■ **Complete the following**:
• a. Using the Qualcomm stock article, decide whether each statement agrees with it. For each, answer yes or no and quote the deciding words. (i) The article names the end of Moore's Law as the biggest danger faced by chipmakers. (ii) The article says competition among device makers could crush margins at their suppliers. (iii) The article describes Amazon.com as fighting off Google, Apple, and Samsung in the tablet market.
• b. From the Qualcomm stock article, extract the passage that begins at the words "Focus: STOCKS" and stops after the words "rely on chips.".
• c. Continue the Qualcomm stock article from its last sentence.

■ **Quoted text**:
## start
Buy Qualcomm, a major beneficiary of the Apple/Samsung phone wars

10/16/2012 11:30 am EST

Focus: STOCKS

Jim Jubak

Founder and Editor, JubakPicks.com

What’s the biggest danger faced by chipmakers?

Nope, not the end of Moore’s Law. And certainly not a plunge in unit sales of the phones, tables, PCs, and other devices that rely on chips.

No, the worry is that savage competition among device makers who need to make their products ever smaller and ever cheaper will crush margins at their suppliers. If you’re an Amazon.com (AMZN) fighting off Google (GOOG) and Apple (AAPL) and Samsung in the tablet market, don’t you think you put all the pressure you can on your suppliers to bring their prices down and then down some more?
## end
■ **Records shown**:
## start
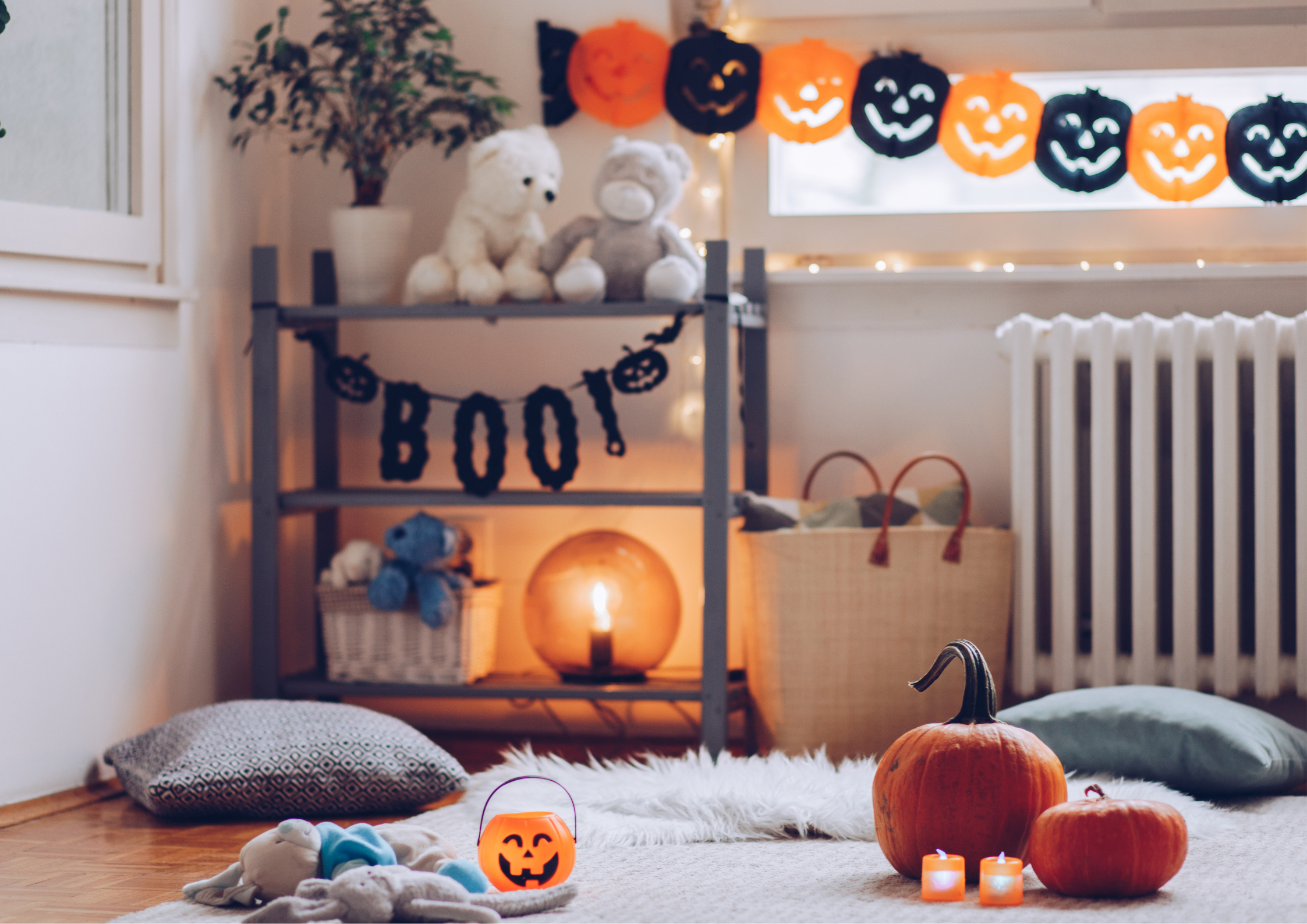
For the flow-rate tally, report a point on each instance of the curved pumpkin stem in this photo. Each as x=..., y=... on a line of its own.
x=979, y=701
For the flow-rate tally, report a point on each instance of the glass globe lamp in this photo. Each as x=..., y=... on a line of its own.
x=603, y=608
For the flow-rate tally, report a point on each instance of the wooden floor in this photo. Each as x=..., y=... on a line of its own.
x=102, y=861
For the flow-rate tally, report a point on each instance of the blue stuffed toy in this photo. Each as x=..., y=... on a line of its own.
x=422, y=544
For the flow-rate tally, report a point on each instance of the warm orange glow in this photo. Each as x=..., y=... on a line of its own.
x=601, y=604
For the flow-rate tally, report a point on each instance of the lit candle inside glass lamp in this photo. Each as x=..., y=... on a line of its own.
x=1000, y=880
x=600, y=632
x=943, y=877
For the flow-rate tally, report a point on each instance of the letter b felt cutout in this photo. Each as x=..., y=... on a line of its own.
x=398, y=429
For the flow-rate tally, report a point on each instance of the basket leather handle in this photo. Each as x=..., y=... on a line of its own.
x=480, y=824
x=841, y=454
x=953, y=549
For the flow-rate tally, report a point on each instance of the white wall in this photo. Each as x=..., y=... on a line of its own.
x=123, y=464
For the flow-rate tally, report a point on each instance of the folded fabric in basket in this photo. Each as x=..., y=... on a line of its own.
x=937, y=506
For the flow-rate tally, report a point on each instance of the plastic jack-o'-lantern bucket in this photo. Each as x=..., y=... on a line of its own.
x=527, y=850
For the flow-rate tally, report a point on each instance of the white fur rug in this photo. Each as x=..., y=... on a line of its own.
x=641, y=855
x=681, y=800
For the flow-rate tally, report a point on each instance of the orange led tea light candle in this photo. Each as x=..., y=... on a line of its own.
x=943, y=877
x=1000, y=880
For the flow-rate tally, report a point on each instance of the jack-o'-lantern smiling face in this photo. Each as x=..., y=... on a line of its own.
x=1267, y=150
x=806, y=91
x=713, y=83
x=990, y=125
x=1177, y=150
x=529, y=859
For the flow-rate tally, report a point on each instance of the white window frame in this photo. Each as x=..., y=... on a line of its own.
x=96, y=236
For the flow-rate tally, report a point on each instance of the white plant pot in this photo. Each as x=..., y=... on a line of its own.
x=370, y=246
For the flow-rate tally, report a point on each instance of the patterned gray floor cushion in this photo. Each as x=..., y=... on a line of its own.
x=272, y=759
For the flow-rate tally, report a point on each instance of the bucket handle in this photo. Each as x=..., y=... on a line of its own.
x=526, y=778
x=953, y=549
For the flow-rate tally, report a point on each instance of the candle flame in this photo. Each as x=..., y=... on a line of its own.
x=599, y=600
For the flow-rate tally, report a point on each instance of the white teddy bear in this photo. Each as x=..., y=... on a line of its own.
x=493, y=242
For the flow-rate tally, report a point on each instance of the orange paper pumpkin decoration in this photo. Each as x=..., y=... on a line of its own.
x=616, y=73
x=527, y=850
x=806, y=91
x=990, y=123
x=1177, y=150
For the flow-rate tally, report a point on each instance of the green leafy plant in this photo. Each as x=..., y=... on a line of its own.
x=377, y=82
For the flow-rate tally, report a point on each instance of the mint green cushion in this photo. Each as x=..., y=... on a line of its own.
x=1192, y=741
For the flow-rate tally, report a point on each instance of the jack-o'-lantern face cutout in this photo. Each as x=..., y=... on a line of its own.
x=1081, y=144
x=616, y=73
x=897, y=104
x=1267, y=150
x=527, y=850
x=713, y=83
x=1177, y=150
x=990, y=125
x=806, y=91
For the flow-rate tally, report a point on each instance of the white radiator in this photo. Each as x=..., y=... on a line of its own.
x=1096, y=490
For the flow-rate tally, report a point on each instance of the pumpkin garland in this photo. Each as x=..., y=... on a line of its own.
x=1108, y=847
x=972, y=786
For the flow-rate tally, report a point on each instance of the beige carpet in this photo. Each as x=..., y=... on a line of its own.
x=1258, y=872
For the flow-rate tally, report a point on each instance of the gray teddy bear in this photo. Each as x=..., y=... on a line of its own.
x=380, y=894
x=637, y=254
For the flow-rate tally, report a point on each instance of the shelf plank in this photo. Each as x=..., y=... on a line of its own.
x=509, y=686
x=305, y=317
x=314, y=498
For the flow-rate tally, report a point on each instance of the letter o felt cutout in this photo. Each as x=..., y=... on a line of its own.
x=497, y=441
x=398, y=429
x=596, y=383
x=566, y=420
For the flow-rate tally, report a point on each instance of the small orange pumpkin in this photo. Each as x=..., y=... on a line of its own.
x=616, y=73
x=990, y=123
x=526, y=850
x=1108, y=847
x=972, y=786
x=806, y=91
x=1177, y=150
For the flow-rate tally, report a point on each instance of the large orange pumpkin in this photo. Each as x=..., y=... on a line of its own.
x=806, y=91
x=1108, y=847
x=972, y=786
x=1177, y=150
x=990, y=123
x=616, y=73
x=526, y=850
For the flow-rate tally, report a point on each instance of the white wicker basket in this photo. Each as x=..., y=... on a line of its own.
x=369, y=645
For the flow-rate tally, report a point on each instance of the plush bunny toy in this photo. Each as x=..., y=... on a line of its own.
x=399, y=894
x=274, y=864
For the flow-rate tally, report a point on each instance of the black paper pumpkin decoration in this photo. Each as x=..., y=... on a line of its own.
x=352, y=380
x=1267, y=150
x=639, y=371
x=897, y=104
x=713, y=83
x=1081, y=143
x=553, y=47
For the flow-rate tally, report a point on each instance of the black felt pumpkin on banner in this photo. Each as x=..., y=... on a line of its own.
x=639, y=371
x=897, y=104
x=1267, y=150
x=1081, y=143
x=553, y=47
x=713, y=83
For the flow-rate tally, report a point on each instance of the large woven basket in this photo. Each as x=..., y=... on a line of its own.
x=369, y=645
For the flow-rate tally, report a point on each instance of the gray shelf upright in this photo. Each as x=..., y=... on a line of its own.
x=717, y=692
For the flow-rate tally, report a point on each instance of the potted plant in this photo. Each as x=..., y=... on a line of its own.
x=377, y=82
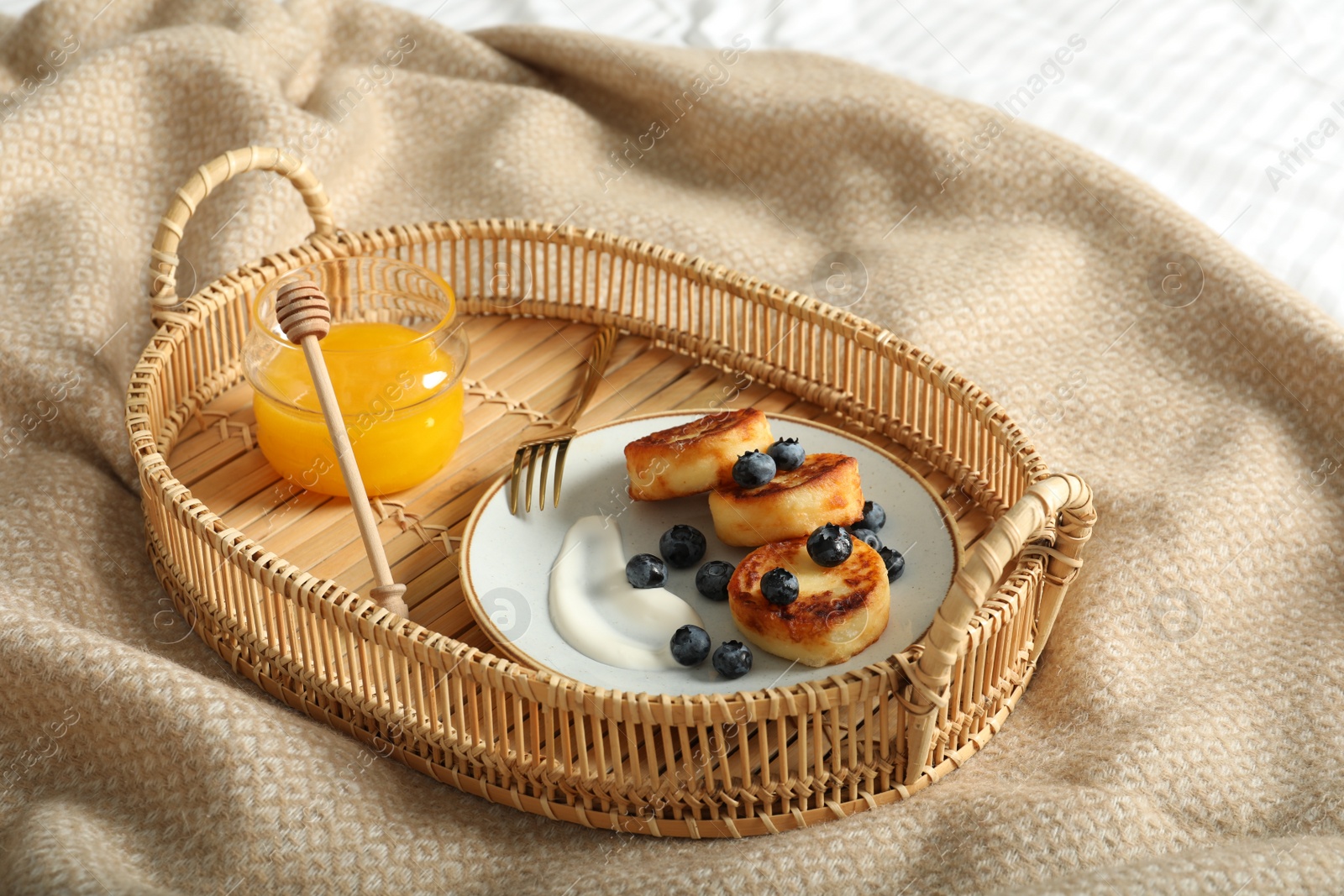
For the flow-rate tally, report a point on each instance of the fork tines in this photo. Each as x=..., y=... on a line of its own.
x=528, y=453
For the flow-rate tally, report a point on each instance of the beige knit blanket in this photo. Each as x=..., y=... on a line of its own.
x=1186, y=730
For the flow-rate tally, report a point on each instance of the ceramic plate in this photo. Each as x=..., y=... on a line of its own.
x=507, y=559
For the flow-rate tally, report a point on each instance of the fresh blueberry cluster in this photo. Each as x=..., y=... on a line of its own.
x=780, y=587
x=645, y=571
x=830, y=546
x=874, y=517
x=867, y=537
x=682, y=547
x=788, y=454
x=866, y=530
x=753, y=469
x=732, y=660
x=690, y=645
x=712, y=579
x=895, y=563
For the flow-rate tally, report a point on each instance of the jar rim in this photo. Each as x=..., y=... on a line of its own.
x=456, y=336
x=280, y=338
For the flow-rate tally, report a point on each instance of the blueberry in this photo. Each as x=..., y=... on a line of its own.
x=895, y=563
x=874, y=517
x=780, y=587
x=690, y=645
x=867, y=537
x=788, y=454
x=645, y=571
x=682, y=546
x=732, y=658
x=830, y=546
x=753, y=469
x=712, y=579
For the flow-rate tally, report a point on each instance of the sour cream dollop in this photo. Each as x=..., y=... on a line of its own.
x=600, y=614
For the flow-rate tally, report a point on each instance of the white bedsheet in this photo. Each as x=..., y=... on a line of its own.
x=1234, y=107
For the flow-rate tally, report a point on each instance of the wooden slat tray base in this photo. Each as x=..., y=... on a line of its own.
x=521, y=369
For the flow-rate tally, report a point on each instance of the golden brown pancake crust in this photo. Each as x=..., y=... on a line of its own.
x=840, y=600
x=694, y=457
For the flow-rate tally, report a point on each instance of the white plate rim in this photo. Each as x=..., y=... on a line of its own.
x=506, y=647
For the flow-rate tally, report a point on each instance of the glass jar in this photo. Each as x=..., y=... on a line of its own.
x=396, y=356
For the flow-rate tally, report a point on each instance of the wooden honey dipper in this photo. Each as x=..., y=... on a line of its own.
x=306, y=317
## end
■ **Responses to the exercise**:
• a.
(i) No: "Nope, not the end of Moore’s Law."
(ii) Yes: "savage competition among device makers who need to make their products ever smaller and ever cheaper will crush margins at their suppliers"
(iii) Yes: "If you’re an Amazon.com (AMZN) fighting off Google (GOOG) and Apple (AAPL) and Samsung in the tablet market"

• b.
Focus: STOCKS

Jim Jubak

Founder and Editor, JubakPicks.com

What’s the biggest danger faced by chipmakers?

Nope, not the end of Moore’s Law. And certainly not a plunge in unit sales of the phones, tables, PCs, and other devices that rely on chips.

• c.
Which is why the Apple iPhone and the Samsung S3 are, collectively, such good news for the chipmakers that sell into the cell phone market. Because of these two companies the $400 a phone (without a contract) market is on fire with unit sales expected to hit 275 million in 2012 from 188 million in 2011 (46% growth) and then to grow to $332 million units (21% growth) in 2013, according to Credit Suisse. And because $400 phones compete on speed and features and design—and not on price--neither Apple or Samsung is driven to wring the last penny out of their suppliers. The result is that Wall Street analysts, who were writing horror stories about a collapse in ASPs (average selling prices) just a few months ago, are hard at work revising their forecasts for the industry as a whole (that includes feature phones and smart phones) to account now for only a modest drop in average selling price of about 1% to 3%. At the upper smart-phone-only end analysts are now actually calling for an increase in average selling price. Looking at a blended selling price for smart phone devices Credit Suisse, for example, sees ASPs climbing to $241 in 2013 from $220 in 2012.

For Qualcomm that means, according to Standard & Poor’s, a decline in gross margins to 63% in 2012 from 64.8% in 2011 as rising volumes of chip sales dilutes the company’s royalty payments. (Qualcomm collects royalties on its patents from phone makers and since that doesn’t require any manufacturing or any raw materials, the royalty payments carry extremely high profit margins.) But Standard & Poor’s projects that gross margins will climb back to 63.9% in 2013 and 64.1% in 2014.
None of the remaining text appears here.